» What to work on
Render every line of the listing below as a Markdown table, skipping blank lines, with the columns "Row" and "Line".

[Pointing and labeling listing]
============================================================

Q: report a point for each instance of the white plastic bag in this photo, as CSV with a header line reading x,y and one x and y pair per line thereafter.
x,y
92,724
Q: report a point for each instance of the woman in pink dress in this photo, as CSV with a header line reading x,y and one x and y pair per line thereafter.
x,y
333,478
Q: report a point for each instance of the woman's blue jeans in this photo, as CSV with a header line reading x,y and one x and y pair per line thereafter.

============================================================

» Reply to the exercise
| Row | Line |
|---|---|
| 1 | Q: report a point for each instance of the white plastic bag in this photo, as CSV with a header line reading x,y and one x and y pair per line thereafter. |
| 2 | x,y |
| 3 | 92,724 |
| 4 | Q: report a point for each instance of the woman in pink dress in this photo, as CSV with a header line reading x,y and one x and y pair per line thereafter. |
| 5 | x,y |
| 6 | 333,478 |
| 7 | Q: report a point for each instance of the woman's blue jeans in this photo, as CSV with a header line reading x,y and one x and y pair per line thereafter. |